Enunciado A: No trecho sobre as "ciências psi", qual capítulo do primeiro livro de Emmanuel se abre com a afirmação citada no início?

4. As deficiências das chamadas
"ciências psi"
Todas
as teorias que pretendem elucidar os fenômenos mediúnicos,
alheias à Doutrina Espiritista, pecam pela sua insuficiência
e falsidade.
Emmanuel
Essa assertiva de Emmanuel, que abre
o Capítulo XIV do primeiro livro que nos legou por via mediúnica
(Emmanuel, psicografado por Francisco Cândido Xavier.), há
mais de cinqüenta anos, pode, a alguns, parecer demasiadamente
forte. No entanto, assim como tudo o que nos tem dito o iluminado
Espírito, decorre de uma análise isenta e racional dos
fatos. As conquistas recentes da Filosofia da Ciência, ainda
não alcançadas àquela época, evidenciam
inequivocamente a correção desse juízo. É
o que tentaremos resumidamente mostrar nesta seção.

Enunciado B: Informe quantas linhas dos registros contêm a palavra "instance". Responda somente com o número.

Material do exercício:
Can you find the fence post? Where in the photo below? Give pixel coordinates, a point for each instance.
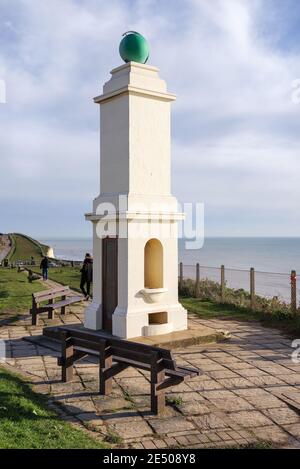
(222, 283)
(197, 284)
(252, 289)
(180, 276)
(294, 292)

--

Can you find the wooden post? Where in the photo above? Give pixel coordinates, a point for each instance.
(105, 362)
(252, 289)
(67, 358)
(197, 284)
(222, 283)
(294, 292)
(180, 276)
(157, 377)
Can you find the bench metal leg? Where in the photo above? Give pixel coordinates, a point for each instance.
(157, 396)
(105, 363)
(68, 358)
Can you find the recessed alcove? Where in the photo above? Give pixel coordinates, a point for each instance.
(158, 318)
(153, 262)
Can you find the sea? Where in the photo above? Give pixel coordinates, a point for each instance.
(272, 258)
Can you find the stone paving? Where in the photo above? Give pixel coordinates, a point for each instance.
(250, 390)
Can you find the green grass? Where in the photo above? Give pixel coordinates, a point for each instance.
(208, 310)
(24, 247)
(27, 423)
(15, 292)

Resposta A: O Capítulo XIV.

Resposta B: 7